§ **DIRECTIONS FOR THIS TASK**: Rewrite the records below as a JSON list of strings, starting at the line that contains "In this exercise you will pick out the plastic" and running through the end of the records. Give one string per line and leave out any blank lines.

§ **EXTRACTED DATA**:
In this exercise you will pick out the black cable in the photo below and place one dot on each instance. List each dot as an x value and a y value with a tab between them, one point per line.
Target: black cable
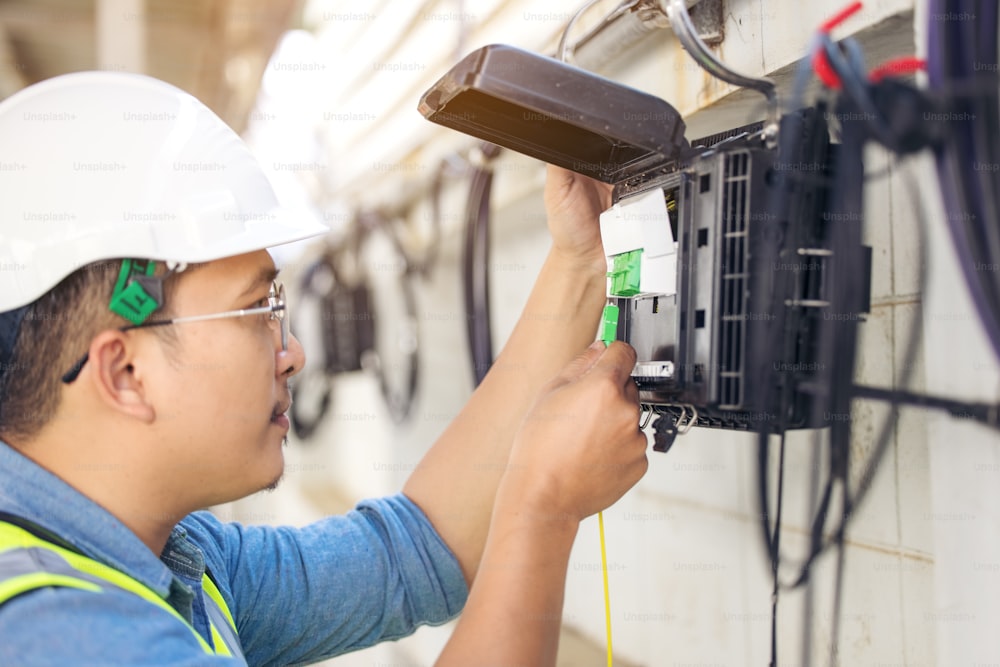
951	56
776	541
475	263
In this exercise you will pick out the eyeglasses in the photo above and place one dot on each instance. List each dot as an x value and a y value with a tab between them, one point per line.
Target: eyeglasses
276	307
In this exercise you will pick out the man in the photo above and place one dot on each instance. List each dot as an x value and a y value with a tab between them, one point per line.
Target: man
145	361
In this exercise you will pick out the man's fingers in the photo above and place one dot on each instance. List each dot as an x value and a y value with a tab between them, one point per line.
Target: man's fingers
616	360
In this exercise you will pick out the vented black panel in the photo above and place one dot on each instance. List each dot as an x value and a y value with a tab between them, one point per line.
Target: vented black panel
734	273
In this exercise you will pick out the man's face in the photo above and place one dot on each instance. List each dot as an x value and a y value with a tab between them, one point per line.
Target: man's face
224	386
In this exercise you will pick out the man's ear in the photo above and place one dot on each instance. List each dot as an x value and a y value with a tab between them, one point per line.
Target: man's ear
114	377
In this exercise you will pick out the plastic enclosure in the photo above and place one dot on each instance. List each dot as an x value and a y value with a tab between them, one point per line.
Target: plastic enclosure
718	255
555	112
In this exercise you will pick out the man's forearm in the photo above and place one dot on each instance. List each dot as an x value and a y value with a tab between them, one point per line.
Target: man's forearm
456	482
514	611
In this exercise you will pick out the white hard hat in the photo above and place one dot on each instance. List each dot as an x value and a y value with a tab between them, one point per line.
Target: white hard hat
102	165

§ **RESPONSE TO THIS TASK**:
[
  "In this exercise you will pick out the plastic enclosure in the photo above and place one dot on each instance. List each dot as an x value and a y value with a tab between them, one point per line.",
  "Target: plastic enclosure",
  "718\t255",
  "555\t112",
  "In this exercise you will pick out the man's forearm in the photo above and place one dot on each instance. List each dot as an x value and a y value with a tab between them, one point per line.",
  "Target: man's forearm",
  "456\t482",
  "514\t611",
  "In this exercise you will pick out the white hard hat in the photo above and place one dot on each instance. List each dot as an x value and a y value with a tab between them, one point per line.",
  "Target: white hard hat",
  "102\t165"
]